=== PAGE TEXT ===
Eurovision-2017 in Kyiv (screenshot from RFE/RL video)
New Eurovision rules to prevent Russia-style political provocations

The European Broadcasting Union (EBU), the organizer of the Eurovision international song contest, is going to change the rules of the contest to prohibit countries sending participants who might be banned from entering the host country according to its national legislation, the top Eurovision site Esctoday reported. However, this information has not yet appeared on EBU’s official site.

Esctoday wrote that after Lisbon was selected as the city hosting Eurovision 2018 on 8, 10 and 12 May, the EBU began to inform national broadcasters of the rule changes. According to the site, the rule modifications were approved during an EBU meeting in June following discussions on the “undesirable incidents” which took place during the Eurovision contest 2017 in Kyiv, when the Ukrainian security service prohibited Russia’s Eurovision contestant Yulia Samoilova from entering the country for a performance in occupied Crimea, which is prohibited by Ukraine’s national law. In response, Russia withdrew from the contest and did not broadcast it inside the country. A small part of the modifications has been made public by the German national broadcaster ARD.

“Political propaganda” is prohibited

The EBU stressed that Eurovision is a non-political event and that  “any form of political propaganda during the event or any political content included in the songs” is to be prohibited. This is likely a reference to Ukraine’s Eurovision contestant Jamala, whose performance “1944” about Stalin’s deportation of her ancestors, the Crimean Tatars, from their native Crimea during WWII won 1st place in 2016, but sparked discussions about the hidden political connotations to today’s plight of the Crimean Tatars in occupied Crimea.

Jamala performs a renewed version of her winning “1944” during the Eurovision contest in Kyiv:

Countries not to send delegates prohibited from entering host country

ESCToday notes that Ukraine’s ban of Russia’s Eurovision participant Yulia Samoilova was the most unpleasant issue that happened during the contest and that to prevent such incidents in the future, delegations are not to be composed of people under any restrictions on entering the corresponding host country.
===
- [STATED EXERCISE A]: Count the lines of the listing that contain the string "upholstery", treating uppercase and lowercase as different, and reply with the number alone.
The article and the listing were drawn from unrelated sources.
=== DATASET RECORDS ===
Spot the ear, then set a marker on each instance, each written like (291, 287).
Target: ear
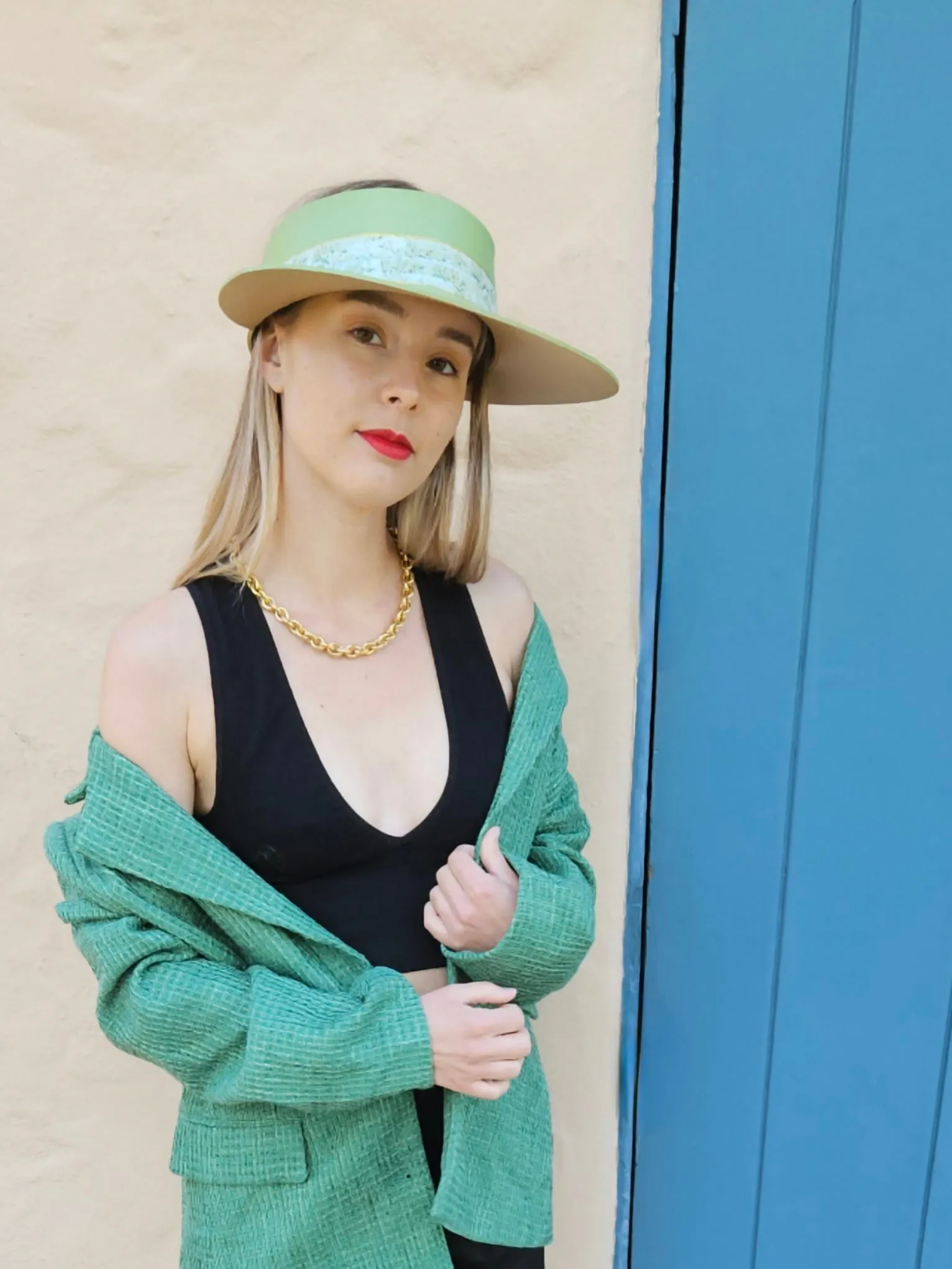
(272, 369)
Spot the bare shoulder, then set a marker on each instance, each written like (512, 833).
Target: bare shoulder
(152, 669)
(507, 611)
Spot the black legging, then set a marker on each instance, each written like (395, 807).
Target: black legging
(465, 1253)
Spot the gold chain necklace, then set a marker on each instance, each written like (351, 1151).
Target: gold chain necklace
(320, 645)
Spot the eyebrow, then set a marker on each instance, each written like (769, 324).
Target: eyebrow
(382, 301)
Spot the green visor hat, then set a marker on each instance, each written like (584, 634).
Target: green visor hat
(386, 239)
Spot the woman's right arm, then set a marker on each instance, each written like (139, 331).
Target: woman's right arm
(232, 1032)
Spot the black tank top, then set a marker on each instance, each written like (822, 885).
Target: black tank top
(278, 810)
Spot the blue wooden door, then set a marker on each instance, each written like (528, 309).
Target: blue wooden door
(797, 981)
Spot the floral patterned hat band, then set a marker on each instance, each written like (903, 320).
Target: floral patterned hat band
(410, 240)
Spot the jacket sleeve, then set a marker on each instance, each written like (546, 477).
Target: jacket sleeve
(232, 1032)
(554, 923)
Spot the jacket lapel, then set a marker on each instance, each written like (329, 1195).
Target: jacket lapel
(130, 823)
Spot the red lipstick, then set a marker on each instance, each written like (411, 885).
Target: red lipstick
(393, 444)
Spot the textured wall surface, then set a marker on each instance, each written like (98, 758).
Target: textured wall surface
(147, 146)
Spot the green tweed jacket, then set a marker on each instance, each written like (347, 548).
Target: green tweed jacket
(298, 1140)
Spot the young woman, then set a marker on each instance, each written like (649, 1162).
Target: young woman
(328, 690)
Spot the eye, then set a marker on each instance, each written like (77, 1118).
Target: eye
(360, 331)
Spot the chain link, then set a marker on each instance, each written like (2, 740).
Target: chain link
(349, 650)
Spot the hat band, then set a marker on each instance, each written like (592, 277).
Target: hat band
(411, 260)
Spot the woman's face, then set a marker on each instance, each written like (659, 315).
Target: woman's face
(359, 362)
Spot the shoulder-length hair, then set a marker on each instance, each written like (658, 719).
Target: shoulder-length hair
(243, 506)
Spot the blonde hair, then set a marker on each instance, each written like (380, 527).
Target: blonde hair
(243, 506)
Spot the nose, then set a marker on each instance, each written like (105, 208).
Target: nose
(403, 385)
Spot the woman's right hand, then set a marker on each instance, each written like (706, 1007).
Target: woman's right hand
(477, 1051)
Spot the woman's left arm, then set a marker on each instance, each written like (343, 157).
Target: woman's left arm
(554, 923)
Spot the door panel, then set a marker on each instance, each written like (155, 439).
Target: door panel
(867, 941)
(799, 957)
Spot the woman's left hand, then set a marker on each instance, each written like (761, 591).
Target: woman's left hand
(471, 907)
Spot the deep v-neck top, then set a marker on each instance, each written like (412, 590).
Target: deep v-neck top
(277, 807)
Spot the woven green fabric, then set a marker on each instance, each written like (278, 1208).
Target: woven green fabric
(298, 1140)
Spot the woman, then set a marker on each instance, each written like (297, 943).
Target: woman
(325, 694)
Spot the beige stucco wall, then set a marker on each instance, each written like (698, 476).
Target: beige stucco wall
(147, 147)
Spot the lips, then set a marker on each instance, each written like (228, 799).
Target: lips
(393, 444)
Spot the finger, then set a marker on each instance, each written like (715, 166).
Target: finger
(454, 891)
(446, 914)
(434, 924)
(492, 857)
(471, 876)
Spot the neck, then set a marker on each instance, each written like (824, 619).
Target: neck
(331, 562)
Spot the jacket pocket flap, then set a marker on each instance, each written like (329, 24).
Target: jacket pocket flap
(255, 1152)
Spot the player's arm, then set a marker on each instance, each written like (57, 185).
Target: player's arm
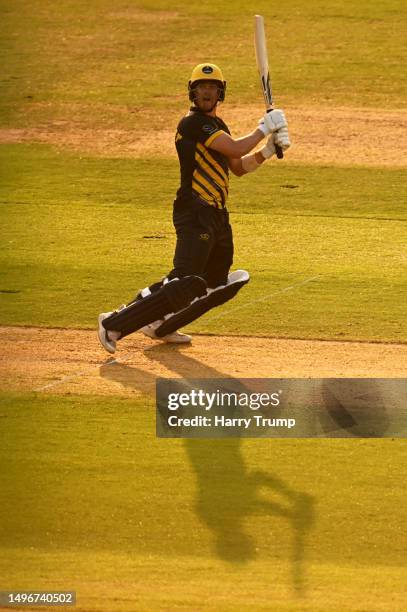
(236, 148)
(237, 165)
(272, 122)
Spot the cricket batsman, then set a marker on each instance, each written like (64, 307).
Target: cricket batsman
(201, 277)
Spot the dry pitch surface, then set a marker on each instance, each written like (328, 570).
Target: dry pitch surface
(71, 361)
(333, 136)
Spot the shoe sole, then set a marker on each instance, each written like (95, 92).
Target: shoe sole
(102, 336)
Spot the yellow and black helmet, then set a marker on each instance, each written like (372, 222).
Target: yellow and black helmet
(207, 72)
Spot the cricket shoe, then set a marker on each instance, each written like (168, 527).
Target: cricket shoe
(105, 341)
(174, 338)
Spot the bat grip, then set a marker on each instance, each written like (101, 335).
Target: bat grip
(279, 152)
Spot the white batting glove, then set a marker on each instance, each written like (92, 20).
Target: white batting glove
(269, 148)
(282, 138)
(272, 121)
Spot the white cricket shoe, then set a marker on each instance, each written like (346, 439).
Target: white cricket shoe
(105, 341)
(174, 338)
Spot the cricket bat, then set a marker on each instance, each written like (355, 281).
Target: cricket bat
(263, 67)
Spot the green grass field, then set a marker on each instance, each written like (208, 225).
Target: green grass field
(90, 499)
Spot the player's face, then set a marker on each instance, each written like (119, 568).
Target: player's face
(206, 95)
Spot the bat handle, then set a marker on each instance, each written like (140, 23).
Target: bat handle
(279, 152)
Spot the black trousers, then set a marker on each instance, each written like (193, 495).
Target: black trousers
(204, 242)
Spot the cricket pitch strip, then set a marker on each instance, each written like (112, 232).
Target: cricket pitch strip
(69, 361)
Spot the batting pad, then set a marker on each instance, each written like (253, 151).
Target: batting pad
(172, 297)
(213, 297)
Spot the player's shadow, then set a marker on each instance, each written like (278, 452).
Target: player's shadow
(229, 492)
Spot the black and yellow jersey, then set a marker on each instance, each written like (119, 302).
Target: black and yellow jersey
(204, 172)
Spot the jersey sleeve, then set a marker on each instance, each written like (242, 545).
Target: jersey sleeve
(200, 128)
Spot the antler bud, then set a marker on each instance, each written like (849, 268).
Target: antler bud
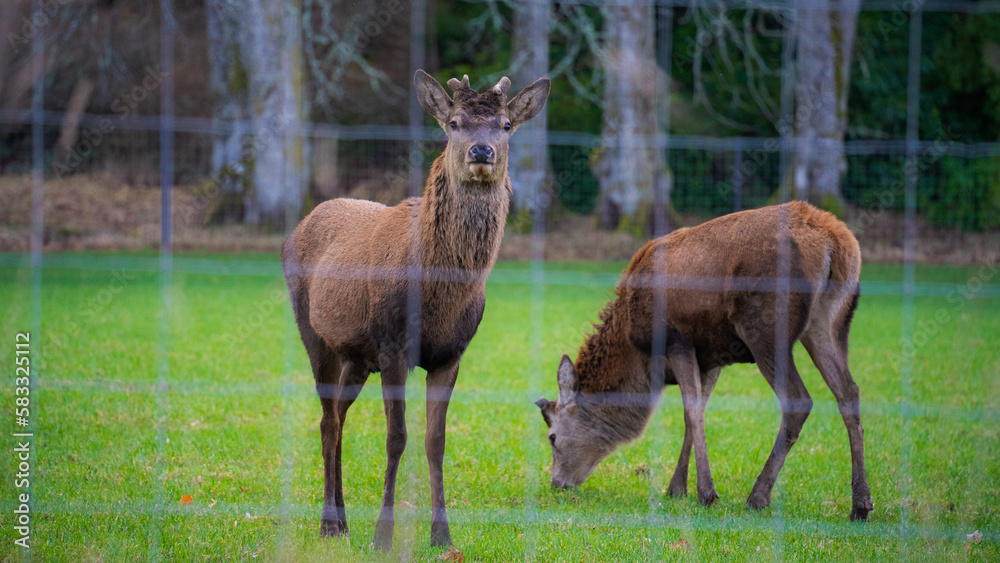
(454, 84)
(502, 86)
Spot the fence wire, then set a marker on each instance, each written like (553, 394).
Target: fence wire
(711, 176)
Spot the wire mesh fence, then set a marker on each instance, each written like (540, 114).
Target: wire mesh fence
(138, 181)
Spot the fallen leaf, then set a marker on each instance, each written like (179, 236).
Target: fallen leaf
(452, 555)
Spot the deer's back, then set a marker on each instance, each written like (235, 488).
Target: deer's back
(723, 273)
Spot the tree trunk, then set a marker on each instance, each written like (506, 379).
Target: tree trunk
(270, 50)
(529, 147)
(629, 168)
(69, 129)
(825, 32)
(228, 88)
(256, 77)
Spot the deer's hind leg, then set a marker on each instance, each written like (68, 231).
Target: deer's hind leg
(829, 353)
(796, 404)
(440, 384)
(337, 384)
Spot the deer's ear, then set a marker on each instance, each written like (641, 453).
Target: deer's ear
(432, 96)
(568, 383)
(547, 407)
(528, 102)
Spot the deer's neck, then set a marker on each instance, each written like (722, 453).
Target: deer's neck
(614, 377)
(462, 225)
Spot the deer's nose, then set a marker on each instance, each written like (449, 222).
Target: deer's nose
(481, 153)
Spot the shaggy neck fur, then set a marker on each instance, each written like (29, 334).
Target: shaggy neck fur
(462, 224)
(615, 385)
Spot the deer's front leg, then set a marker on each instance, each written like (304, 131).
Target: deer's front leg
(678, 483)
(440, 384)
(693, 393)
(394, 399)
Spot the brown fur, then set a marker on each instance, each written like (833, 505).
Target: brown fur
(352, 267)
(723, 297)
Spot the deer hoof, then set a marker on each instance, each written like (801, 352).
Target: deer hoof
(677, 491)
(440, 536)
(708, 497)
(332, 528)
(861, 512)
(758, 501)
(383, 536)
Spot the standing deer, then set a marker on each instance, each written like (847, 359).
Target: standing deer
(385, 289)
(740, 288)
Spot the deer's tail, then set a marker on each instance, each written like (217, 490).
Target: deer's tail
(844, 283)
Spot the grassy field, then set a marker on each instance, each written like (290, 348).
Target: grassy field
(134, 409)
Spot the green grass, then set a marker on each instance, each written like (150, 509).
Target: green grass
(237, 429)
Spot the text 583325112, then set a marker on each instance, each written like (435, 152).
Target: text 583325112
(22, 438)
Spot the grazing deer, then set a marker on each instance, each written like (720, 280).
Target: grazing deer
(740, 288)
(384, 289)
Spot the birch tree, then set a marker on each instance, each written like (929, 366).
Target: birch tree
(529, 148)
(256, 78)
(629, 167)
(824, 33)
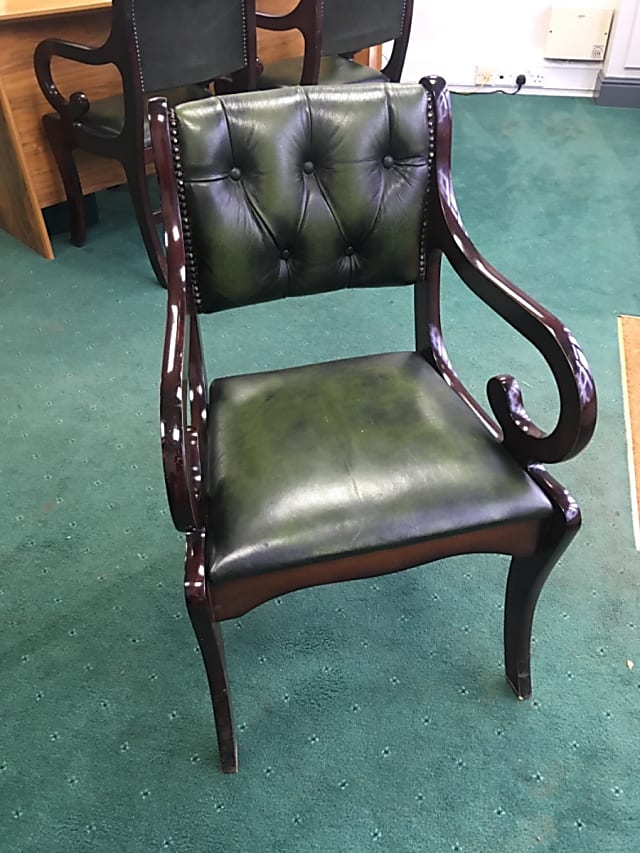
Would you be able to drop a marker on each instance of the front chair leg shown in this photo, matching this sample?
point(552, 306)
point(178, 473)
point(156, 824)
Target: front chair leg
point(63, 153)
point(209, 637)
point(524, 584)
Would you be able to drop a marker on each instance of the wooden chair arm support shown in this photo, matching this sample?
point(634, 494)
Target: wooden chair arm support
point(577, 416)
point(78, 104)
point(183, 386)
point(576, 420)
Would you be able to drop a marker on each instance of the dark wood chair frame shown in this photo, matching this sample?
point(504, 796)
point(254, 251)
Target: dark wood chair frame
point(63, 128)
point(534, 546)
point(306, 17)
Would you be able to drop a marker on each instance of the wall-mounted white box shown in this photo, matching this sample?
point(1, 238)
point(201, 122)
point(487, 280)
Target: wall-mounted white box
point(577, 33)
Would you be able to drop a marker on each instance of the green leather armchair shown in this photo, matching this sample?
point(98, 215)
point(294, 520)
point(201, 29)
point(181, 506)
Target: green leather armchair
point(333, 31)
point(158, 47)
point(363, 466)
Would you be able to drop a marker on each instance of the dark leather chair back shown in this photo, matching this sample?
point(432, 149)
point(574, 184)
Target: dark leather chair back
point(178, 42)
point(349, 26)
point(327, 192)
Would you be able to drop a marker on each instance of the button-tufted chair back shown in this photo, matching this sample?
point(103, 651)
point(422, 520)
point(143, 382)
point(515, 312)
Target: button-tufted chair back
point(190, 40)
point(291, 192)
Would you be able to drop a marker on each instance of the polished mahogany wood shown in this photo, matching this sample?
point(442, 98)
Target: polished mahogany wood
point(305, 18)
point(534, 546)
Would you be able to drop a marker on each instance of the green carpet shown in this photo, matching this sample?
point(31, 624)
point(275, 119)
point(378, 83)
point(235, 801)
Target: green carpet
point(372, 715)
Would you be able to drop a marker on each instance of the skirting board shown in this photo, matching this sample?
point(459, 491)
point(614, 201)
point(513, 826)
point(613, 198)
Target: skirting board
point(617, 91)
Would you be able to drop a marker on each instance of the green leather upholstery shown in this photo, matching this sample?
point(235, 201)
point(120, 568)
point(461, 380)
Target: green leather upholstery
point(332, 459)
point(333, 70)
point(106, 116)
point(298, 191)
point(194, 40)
===
- [STATED EXERCISE B]: Return the Eurovision article in full, word for word.

- [EXERCISE RESULT A]: 2

- [EXERCISE RESULT B]:
Eurovision-2017 in Kyiv (screenshot from RFE/RL video)
New Eurovision rules to prevent Russia-style political provocations

The European Broadcasting Union (EBU), the organizer of the Eurovision international song contest, is going to change the rules of the contest to prohibit countries sending participants who might be banned from entering the host country according to its national legislation, the top Eurovision site Esctoday reported. However, this information has not yet appeared on EBU’s official site.

Esctoday wrote that after Lisbon was selected as the city hosting Eurovision 2018 on 8, 10 and 12 May, the EBU began to inform national broadcasters of the rule changes. According to the site, the rule modifications were approved during an EBU meeting in June following discussions on the “undesirable incidents” which took place during the Eurovision contest 2017 in Kyiv, when the Ukrainian security service prohibited Russia’s Eurovision contestant Yulia Samoilova from entering the country for a performance in occupied Crimea, which is prohibited by Ukraine’s national law. In response, Russia withdrew from the contest and did not broadcast it inside the country. A small part of the modifications has been made public by the German national broadcaster ARD.

“Political propaganda” is prohibited

The EBU stressed that Eurovision is a non-political event and that  “any form of political propaganda during the event or any political content included in the songs” is to be prohibited. This is likely a reference to Ukraine’s Eurovision contestant Jamala, whose performance “1944” about Stalin’s deportation of her ancestors, the Crimean Tatars, from their native Crimea during WWII won 1st place in 2016, but sparked discussions about the hidden political connotations to today’s plight of the Crimean Tatars in occupied Crimea.

Jamala performs a renewed version of her winning “1944” during the Eurovision contest in Kyiv:

Countries not to send delegates prohibited from entering host country

ESCToday notes that Ukraine’s ban of Russia’s Eurovision participant Yulia Samoilova was the most unpleasant issue that happened during the contest and that to prevent such incidents in the future, delegations are not to be composed of people under any restrictions on entering the corresponding host country.